- [To do]: Below are some records; quote exactly the lines from the one that contains "In this photo, where can the framed wall" through the one that contains "Target: table lamp", inclusive, and no others.

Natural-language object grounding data
>>>>>

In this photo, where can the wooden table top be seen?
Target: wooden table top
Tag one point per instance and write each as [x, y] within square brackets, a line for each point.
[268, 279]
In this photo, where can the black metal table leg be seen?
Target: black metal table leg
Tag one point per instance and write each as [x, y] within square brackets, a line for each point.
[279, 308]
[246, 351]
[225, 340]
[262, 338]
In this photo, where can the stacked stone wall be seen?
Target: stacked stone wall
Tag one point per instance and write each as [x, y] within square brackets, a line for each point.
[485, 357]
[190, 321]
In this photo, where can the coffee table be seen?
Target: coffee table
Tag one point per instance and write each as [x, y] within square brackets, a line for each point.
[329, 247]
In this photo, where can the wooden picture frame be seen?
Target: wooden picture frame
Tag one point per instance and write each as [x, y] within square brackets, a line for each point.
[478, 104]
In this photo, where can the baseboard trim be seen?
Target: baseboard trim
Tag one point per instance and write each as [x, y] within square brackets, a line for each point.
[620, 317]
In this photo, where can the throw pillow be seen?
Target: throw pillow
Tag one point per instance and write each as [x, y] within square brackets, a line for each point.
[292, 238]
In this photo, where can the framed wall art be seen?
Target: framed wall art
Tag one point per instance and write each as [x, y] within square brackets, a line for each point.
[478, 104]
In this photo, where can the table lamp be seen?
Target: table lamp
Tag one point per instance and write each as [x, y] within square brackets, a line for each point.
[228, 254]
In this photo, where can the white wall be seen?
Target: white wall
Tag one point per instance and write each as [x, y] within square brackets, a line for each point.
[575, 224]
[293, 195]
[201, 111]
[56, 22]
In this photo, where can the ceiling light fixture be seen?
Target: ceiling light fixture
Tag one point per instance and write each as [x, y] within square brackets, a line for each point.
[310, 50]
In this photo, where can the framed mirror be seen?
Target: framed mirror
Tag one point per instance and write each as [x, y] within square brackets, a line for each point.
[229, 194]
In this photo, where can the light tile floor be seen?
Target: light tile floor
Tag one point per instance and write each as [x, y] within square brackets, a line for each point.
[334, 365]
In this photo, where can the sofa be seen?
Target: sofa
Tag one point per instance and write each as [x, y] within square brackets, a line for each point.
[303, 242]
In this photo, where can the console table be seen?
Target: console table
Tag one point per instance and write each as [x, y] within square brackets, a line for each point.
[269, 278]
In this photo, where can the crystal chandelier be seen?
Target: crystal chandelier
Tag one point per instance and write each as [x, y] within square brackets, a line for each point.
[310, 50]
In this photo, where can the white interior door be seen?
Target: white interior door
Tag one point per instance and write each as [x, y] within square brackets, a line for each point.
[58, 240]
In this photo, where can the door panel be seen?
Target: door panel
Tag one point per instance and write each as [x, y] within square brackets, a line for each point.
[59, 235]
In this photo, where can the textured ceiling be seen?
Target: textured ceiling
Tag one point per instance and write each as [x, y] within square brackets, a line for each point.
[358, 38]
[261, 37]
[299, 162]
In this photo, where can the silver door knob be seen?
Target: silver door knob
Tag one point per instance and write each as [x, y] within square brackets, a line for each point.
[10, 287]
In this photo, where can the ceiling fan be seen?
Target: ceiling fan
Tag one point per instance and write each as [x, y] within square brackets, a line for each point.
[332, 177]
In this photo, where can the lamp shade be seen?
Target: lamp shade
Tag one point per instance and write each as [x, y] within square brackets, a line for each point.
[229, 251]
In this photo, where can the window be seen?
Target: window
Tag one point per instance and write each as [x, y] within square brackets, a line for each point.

<<<<<

- [Task solution]:
In this photo, where can the framed wall art be seen?
Target: framed wall art
Tag one point per instance and write each as [x, y] within square brackets, a line for each point.
[478, 104]
In this photo, where can the table lamp be seen?
Target: table lamp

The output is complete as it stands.